**EXERCISE AIM:** Starting with the first line, transcribe the material exactly through to the last.

── EXERCISE MATERIAL

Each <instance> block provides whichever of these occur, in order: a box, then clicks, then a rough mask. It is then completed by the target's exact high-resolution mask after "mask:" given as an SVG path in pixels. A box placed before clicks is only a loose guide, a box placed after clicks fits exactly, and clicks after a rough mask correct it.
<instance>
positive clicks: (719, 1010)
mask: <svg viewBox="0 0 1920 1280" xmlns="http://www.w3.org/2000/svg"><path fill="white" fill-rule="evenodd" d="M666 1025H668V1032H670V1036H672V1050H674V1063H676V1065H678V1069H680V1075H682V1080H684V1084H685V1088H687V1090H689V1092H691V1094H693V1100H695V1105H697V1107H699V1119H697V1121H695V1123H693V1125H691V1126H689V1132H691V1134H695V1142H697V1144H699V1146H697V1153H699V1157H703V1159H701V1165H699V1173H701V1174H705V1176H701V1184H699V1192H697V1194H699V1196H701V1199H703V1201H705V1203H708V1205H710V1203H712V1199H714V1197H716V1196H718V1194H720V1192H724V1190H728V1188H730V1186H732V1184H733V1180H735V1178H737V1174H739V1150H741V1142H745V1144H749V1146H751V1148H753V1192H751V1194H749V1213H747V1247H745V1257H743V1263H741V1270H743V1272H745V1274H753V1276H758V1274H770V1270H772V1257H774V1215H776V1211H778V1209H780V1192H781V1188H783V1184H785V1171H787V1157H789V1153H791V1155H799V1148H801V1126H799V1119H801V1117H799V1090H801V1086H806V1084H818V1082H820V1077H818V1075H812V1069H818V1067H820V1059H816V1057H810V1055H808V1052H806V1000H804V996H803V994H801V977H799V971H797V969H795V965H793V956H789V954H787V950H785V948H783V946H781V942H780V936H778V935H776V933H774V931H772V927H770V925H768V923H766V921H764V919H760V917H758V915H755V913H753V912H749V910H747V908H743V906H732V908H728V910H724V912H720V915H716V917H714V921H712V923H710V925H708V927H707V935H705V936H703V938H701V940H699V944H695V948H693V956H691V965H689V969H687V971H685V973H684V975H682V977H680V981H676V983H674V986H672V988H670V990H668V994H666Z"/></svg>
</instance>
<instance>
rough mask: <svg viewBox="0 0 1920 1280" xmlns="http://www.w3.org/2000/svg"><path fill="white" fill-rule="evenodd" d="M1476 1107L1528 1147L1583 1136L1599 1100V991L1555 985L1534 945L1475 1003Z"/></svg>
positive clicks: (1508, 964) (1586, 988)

────

**EXERCISE RESPONSE:**
Each <instance> block provides whichever of these occur, in order: a box, then clicks, then a rough mask. It is then completed by the target's exact high-resolution mask after "mask:" given as an SVG path in pixels. A box placed before clicks is only a loose guide, a box placed after clicks fits exactly, and clicks after a rough mask correct it.
<instance>
positive clicks: (719, 1010)
mask: <svg viewBox="0 0 1920 1280" xmlns="http://www.w3.org/2000/svg"><path fill="white" fill-rule="evenodd" d="M666 1025H668V1032H670V1036H672V1050H674V1063H676V1065H678V1069H680V1075H682V1080H684V1084H685V1088H687V1090H689V1092H691V1094H693V1100H695V1105H697V1107H699V1119H697V1121H695V1123H693V1125H691V1126H689V1132H691V1134H695V1142H697V1144H699V1146H697V1153H699V1157H703V1159H701V1165H699V1173H701V1174H705V1176H701V1184H699V1192H697V1194H699V1196H701V1199H703V1201H705V1203H708V1205H710V1203H712V1199H714V1197H716V1196H718V1194H720V1192H724V1190H728V1188H730V1186H732V1184H733V1180H735V1178H737V1174H739V1150H741V1142H745V1144H749V1146H751V1148H753V1192H751V1194H749V1213H747V1247H745V1257H743V1263H741V1270H743V1272H745V1274H753V1276H758V1274H770V1270H772V1257H774V1215H776V1211H778V1209H780V1192H781V1188H783V1184H785V1171H787V1157H789V1153H791V1155H799V1148H801V1126H799V1119H801V1117H799V1090H801V1086H806V1084H818V1082H820V1077H818V1075H812V1069H818V1067H820V1059H816V1057H810V1055H808V1052H806V1000H804V996H803V994H801V977H799V971H797V969H795V965H793V956H789V954H787V950H785V948H783V946H781V942H780V936H778V935H776V933H774V931H772V927H770V925H768V923H766V921H764V919H760V917H758V915H755V913H753V912H749V910H747V908H743V906H732V908H728V910H724V912H720V915H716V917H714V921H712V923H710V925H708V927H707V935H705V936H703V938H701V940H699V944H695V948H693V956H691V965H689V969H687V971H685V973H684V975H682V977H680V981H676V983H674V986H672V988H670V990H668V994H666Z"/></svg>
</instance>
<instance>
rough mask: <svg viewBox="0 0 1920 1280" xmlns="http://www.w3.org/2000/svg"><path fill="white" fill-rule="evenodd" d="M1476 1107L1528 1147L1583 1136L1599 1100V991L1555 985L1534 945L1475 1003Z"/></svg>
positive clicks: (1508, 964) (1586, 988)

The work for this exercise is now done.